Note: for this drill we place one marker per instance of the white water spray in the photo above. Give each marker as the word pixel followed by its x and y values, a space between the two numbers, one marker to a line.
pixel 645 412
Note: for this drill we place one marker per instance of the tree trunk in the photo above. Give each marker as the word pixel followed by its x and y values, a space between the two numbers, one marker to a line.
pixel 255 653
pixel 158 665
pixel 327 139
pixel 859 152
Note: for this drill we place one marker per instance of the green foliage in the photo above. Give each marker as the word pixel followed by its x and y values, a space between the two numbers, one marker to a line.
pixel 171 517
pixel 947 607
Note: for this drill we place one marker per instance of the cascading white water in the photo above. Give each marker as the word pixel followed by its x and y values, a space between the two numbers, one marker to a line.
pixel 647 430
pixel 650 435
###
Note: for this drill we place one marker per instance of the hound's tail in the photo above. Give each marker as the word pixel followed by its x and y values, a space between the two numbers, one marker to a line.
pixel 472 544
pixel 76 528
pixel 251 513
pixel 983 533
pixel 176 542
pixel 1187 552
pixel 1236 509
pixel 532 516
###
Revise everything from the line containing "of the cascading" down to the line containing "pixel 650 435", both included, by putting "rushing" in place of "cascading" and keeping all else as it is. Give only those revised lines.

Note: for this drill we place one marker per instance of the rushing white water in the photo above. Give each marker as the word pixel followed by its x and y values, a space between the two numbers, one marker to a line.
pixel 647 430
pixel 650 435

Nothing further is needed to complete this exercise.